Given records =
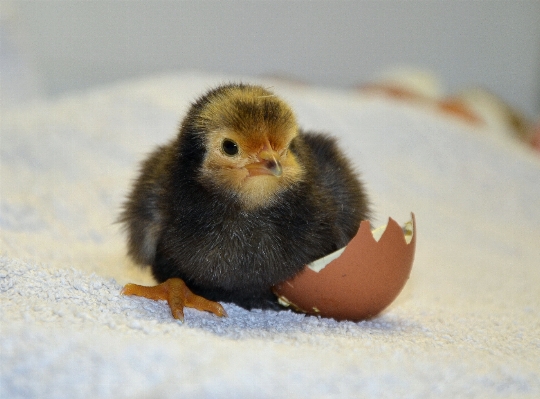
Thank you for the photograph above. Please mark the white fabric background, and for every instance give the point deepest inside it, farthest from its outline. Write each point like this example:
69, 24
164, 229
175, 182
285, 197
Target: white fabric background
467, 323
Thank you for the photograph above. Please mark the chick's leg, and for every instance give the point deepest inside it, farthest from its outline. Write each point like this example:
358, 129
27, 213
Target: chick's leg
178, 295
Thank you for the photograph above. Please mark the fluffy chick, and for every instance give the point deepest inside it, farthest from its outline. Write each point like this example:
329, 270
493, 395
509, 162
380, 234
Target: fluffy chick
240, 200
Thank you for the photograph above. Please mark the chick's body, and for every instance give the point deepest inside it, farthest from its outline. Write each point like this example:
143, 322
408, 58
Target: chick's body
241, 199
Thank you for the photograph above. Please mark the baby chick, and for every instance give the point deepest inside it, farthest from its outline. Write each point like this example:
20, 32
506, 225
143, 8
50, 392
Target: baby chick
240, 200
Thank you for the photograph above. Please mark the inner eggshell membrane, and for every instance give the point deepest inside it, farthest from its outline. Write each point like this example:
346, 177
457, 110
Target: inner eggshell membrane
358, 281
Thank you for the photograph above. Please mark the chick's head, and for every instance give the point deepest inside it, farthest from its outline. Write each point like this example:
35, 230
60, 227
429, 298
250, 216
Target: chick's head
248, 134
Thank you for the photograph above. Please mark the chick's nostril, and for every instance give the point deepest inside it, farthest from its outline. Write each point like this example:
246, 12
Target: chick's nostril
275, 167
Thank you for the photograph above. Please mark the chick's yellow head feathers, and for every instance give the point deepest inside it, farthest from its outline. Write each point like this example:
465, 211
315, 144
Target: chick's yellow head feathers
248, 133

Stated exercise = Keep every word of the data as it is when you write it out, but drop the pictures.

Answer to this task =
Thank you for the photograph above. Please mark the white fabric background, and for every instance give the point deepest inside it, farthest from its outline. Write each point like this example:
69, 24
164, 229
175, 182
285, 197
Target: white fabric background
467, 323
Thank you for the photograph above. Please mark the chick's leg, and for every instance give the point deepest inside it, farthest from its outline. Write each point like this example:
358, 129
27, 213
Target: chick's leg
178, 295
Thank you for the photograph above. Please mark the fluffy chick, and for every instance give the point deepest inside it, farthest from its outline. Write each point like this example:
329, 270
493, 395
509, 162
380, 234
Target: fluffy chick
240, 200
Thank you for the photograph above. Please mark the chick's body, and for every instance give the point deepest inside it, farthest from its outline. Write each point like this example:
143, 322
408, 58
Target: chick's body
241, 199
Thank you for the photograph above. Please mark the baby chick, and for every instance give the point deepest inside it, farthest from its outline. Write each point like this example:
20, 32
506, 225
143, 8
50, 392
Target: baby chick
240, 200
Thank you for the photograph above. Please mark the inner eggshell membrane, and for every instance give the point deepest inside it, farthest from its outline. Write each point like this example:
346, 177
457, 110
Target: inner eggshell membrane
358, 281
Thank you for the photograph above. Please mark the chick's head, and for every instance give the point deepest inside it, farthest from its outline. Write each point like this example:
35, 230
60, 227
429, 298
250, 216
Target: chick's head
248, 134
Thank you for the photograph above. Please mark the chick's nostril, and for every instance give the point deepest inside it, farthest from its outline. Write each point like this example:
246, 12
Target: chick's nostril
275, 167
Thank you for the photograph above. Please mark the chick's yellow head feathers, and for every instance give the point deepest inside it, farthest from its outline. Write each point like this example:
465, 211
315, 144
Target: chick's yellow head feathers
248, 133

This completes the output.